▸ DOCUMENT EXCERPT:
+---+

Awesome

This repository contains code for the following paper:

Automatically Auditing Large Language Models via Discrete Optimization

Erik Jones, Anca Dragan, Aditi Raghunathan, and Jacob Steinhardt

Setup

First, create and activate the conda environment using:

conda env create -f environment.yml
conda activate auditing-llms

Reversing LLMs

In order to run the experiments where we reverse large language models, i.e. produce prompts that find a fixed output, modify the following example command:

python reverse_experiment.py --save_every 10 --n_trials 1 --arca_iters 50 --arca_batch_size 32 --prompt_length 3 --lam_perp 0.2 --label your-file-label --filename senators.txt --opts_to_run arca --model_id gpt2

This uses the following parameters:

--save_every dictates how often the returned outputs are saved
--n_trials is the number of times the optimizer is restarted
--lam_perp is the weight of the perplexity loss. Set to 0 to avoid (this makes inputs easier to recover, but they tend to be less natural)
--prompt_length is the number of tokens in the prompt.

+---+

▸ DATA EXTRACT:
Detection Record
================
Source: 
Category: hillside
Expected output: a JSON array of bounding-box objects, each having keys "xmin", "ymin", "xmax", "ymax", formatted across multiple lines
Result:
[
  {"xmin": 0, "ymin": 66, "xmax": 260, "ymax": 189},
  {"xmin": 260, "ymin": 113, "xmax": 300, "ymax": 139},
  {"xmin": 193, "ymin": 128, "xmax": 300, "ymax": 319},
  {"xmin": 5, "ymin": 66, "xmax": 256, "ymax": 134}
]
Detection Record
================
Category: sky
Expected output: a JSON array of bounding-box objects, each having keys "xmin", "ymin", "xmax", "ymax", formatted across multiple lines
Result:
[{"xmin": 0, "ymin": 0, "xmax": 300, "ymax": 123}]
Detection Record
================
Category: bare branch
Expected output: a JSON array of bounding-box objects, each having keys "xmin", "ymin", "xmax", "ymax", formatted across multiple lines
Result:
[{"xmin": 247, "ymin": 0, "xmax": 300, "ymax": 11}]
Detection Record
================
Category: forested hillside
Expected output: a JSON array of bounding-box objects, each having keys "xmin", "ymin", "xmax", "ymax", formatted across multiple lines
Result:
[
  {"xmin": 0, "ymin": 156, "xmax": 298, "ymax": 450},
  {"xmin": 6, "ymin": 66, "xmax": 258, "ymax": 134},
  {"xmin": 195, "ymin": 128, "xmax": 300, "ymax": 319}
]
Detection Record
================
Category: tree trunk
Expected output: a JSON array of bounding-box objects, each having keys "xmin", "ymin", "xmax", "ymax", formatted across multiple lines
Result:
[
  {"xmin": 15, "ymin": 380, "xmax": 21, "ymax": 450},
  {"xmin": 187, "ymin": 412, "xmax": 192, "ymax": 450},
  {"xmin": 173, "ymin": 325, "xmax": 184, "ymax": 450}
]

+---+

▸ TASKS:
1. In the README for the LLM auditing code above, which parameters get an explanation in the list that follows "This uses the following parameters:"? Give every one.
2. Go on writing the README for the LLM auditing code, picking up right after its last line.

▸ ANSWERS TO THE EXERCISES:
1.
--save_every
--n_trials
--lam_perp
--prompt_length

2.
--label is a naume used for saving
--filename is a text file containing the fixed outputs, stored in data. We include senators.txt, tox_1tok.txt, tox_2tok.txt, and tox_3tok.txt, where the last three files contain CivilComments examples that at least half of annotators label as toxic, and have 1, 2, and 3 tokens using the GPT-2 tokenizer.
--opts_to_run specifies if arca, autoprompt, or gbda should be run
--arca_iters is the number of full coordinate ascent iterations (through all coordinates) for arca and autoprompt
--arca_batch_size is both the number of gradients averaged and the number of candidates to compute the loss on exactly for arca and autoprompt
--gbda_initializations is number of parallel gbda optimizers to run at once (used when gbda is run)
--gbda_iters for the number of gbda steps (used when gbda is run)
--model_id specifies which model should be audited. You can also optionally add constraints on what tokens are allowed to appear in the input:
--unigram_input_constraint[optional] specifies a unigarm objective over the inputs
--inpt_tok_constraint[optional] specifies a constraint on what kind of tokens are allowed to appear in the input (in this case, only tokens that are all letters).
--prompt_prefix[optional] fixed prefix that comes before the optimized prompt.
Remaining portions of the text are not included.